**Point labels for objects:**
>> begin
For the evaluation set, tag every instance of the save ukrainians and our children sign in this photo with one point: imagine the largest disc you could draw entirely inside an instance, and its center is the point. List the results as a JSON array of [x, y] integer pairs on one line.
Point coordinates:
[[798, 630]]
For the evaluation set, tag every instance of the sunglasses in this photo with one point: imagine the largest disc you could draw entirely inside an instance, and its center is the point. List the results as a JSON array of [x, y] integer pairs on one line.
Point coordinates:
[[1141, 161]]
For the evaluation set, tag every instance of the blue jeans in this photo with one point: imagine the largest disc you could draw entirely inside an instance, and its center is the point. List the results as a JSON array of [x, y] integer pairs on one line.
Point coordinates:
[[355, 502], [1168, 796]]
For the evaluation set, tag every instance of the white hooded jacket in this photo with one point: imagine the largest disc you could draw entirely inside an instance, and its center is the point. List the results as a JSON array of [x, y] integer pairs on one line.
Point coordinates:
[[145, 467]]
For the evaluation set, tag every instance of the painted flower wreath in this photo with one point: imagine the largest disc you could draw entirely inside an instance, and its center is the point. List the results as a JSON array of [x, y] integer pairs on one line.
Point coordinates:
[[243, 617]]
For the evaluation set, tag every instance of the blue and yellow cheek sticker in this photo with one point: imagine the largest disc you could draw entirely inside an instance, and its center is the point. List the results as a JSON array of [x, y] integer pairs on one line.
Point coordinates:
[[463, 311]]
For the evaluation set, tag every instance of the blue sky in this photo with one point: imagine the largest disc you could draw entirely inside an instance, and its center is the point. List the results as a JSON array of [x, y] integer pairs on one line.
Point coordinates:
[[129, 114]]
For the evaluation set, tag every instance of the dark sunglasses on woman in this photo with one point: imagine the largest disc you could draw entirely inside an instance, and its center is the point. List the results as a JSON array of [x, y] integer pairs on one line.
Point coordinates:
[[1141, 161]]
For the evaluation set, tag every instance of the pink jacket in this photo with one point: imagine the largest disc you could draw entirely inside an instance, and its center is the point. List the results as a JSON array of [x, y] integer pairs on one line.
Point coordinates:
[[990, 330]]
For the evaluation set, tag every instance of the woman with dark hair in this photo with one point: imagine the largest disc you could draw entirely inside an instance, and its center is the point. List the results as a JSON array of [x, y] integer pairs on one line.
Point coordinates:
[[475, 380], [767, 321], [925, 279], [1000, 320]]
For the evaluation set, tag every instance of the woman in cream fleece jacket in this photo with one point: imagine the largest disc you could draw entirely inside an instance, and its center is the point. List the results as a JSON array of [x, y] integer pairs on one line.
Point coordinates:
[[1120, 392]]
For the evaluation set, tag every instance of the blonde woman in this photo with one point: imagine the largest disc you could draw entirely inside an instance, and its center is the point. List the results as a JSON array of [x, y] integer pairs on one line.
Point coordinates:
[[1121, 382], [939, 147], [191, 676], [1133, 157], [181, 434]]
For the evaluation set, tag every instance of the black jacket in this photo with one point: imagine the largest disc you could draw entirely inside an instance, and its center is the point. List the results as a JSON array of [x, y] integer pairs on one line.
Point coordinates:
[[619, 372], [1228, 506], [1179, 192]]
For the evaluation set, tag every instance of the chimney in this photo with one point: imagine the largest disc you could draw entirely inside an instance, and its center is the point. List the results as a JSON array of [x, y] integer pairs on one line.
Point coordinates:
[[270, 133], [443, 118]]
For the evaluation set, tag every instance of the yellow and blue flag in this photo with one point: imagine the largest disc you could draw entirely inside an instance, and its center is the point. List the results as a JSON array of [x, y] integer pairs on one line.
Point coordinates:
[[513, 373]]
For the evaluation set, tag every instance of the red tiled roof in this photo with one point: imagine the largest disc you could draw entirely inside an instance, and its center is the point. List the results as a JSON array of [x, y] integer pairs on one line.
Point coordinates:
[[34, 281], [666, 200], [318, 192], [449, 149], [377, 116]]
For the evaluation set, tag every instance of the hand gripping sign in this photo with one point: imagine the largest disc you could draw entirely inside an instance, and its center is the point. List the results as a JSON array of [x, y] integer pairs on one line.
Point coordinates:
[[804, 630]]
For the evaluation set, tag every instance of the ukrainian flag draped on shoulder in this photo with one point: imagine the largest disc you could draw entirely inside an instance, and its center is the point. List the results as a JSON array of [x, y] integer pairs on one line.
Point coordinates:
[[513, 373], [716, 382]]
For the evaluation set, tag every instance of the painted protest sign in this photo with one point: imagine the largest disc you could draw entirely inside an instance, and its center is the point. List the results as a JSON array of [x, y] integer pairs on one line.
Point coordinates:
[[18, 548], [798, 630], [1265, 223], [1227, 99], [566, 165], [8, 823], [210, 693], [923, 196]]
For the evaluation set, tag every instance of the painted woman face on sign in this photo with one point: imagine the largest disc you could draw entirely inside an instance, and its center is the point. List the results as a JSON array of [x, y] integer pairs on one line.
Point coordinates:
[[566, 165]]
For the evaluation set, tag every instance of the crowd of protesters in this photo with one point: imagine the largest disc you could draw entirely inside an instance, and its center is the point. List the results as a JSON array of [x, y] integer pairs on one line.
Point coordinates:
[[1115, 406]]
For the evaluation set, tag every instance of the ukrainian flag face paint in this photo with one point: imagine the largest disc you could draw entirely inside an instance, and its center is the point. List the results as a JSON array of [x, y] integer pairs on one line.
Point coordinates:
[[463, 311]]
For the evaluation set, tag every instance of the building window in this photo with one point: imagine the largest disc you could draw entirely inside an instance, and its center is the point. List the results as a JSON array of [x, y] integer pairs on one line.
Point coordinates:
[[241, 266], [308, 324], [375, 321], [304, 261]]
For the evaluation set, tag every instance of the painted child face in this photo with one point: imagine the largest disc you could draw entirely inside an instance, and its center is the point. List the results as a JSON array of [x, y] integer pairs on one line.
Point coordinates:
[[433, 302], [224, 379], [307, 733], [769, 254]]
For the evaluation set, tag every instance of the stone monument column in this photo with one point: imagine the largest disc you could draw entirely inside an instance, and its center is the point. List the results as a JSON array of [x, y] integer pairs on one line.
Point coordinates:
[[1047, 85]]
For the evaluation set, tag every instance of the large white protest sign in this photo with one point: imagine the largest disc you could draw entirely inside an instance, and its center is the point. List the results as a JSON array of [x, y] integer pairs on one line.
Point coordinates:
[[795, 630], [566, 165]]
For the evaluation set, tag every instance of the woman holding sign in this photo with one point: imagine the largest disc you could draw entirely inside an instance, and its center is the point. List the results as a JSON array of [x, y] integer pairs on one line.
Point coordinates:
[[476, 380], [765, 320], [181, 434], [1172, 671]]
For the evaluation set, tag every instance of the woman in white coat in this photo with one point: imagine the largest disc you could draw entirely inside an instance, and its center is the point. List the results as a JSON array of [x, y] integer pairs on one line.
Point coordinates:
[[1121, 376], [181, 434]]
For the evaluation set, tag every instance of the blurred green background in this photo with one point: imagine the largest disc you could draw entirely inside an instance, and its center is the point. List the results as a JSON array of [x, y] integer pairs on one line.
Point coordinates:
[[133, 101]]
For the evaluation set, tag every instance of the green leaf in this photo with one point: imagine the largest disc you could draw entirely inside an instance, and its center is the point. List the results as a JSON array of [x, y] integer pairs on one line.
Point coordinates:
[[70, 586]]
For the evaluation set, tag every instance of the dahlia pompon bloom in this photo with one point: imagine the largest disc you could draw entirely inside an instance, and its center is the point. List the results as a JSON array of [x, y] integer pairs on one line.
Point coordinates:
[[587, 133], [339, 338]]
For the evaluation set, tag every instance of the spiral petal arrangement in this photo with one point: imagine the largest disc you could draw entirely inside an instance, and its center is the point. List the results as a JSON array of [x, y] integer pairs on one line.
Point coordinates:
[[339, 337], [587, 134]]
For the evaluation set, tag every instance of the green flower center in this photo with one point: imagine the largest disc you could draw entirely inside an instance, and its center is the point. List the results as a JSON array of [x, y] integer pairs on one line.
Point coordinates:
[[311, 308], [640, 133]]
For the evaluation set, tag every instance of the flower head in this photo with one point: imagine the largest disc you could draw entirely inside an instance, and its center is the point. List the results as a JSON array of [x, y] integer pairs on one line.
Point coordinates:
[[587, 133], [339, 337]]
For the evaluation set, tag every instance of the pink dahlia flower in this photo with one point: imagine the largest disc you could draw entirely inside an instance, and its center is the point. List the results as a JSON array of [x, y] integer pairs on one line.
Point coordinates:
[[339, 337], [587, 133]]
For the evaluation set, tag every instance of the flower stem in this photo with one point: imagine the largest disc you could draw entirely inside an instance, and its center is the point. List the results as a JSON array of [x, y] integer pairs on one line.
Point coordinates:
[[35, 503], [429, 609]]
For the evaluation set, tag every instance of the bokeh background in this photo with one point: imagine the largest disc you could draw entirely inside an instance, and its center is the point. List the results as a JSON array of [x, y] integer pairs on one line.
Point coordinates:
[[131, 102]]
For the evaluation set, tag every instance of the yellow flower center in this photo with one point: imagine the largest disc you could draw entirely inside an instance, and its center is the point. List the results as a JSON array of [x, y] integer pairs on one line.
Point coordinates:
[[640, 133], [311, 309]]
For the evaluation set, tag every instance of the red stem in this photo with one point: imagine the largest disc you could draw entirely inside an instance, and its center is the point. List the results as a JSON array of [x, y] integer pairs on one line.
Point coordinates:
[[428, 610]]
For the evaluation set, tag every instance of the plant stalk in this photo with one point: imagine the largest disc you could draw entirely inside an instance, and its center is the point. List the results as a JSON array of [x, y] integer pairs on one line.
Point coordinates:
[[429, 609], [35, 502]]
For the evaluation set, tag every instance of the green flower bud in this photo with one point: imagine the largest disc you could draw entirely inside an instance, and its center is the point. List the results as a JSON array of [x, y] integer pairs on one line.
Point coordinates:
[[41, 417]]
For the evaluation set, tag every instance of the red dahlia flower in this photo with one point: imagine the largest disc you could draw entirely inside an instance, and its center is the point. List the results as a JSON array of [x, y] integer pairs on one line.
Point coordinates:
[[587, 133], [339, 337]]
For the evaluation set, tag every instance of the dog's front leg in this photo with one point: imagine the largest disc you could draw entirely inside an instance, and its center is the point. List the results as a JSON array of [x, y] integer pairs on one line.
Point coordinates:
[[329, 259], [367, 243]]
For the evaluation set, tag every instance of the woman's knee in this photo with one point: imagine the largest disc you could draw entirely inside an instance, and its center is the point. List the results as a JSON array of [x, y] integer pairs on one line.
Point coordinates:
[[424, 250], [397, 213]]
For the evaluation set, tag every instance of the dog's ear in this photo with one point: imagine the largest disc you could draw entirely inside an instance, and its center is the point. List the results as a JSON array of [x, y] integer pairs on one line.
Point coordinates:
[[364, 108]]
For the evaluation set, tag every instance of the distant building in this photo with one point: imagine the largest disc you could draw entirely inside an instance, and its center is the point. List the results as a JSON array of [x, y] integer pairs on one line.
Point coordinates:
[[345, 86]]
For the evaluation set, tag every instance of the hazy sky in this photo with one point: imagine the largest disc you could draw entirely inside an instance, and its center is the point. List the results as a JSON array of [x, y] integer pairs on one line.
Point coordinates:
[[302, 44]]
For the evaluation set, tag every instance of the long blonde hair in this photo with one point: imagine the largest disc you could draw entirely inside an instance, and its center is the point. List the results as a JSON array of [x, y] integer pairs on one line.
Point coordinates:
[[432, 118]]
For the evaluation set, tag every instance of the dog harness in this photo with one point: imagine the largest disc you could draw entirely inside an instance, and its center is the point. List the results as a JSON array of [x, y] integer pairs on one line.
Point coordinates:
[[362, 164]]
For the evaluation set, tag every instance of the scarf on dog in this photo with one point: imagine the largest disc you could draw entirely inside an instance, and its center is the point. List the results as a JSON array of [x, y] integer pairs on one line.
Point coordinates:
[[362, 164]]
>> end
**DIRECTIONS:** Copy out, word for word, each line from the one containing "For the evaluation set, tag every instance of the scarf" through the last line of the items above.

**EXERCISE OUTPUT:**
For the evaluation set, tag every instance of the scarf on dog in this photo with one point: imagine the largest disc you could draw entirely inside an instance, and its center is the point. List the results as a JSON array of [x, y] integer pairs on one line.
Point coordinates:
[[362, 164]]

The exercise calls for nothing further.